EXERCISE PROMPT: Rewrite every line of the data below, requests included, with each coordinate in the answers multiplied by 0.2 and rounded to the nearest whole number, halves rounding up.

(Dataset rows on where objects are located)
+++++

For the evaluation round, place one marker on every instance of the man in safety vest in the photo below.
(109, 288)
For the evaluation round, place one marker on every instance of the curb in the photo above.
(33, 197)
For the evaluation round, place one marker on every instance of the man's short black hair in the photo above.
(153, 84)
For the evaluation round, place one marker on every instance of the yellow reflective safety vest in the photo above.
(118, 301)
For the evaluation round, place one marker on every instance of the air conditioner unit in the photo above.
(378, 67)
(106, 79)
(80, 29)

+++++

RESULT FOR THIS EXERCISE:
For the evaluation round, place one marker on every instance of the man in safety vest in the photo below.
(22, 58)
For the evaluation round, place one marker on every instance of the curb in the photo above.
(7, 39)
For the evaluation round, place one marker on every instance of the man's short black hair in the photo above.
(31, 17)
For the evaluation round, place one marker on every instance of the yellow reflective safety vest in the photo above.
(24, 60)
For the evaluation round, place one marker on every instance of the air conditioner unit in the photo above.
(76, 13)
(21, 16)
(16, 6)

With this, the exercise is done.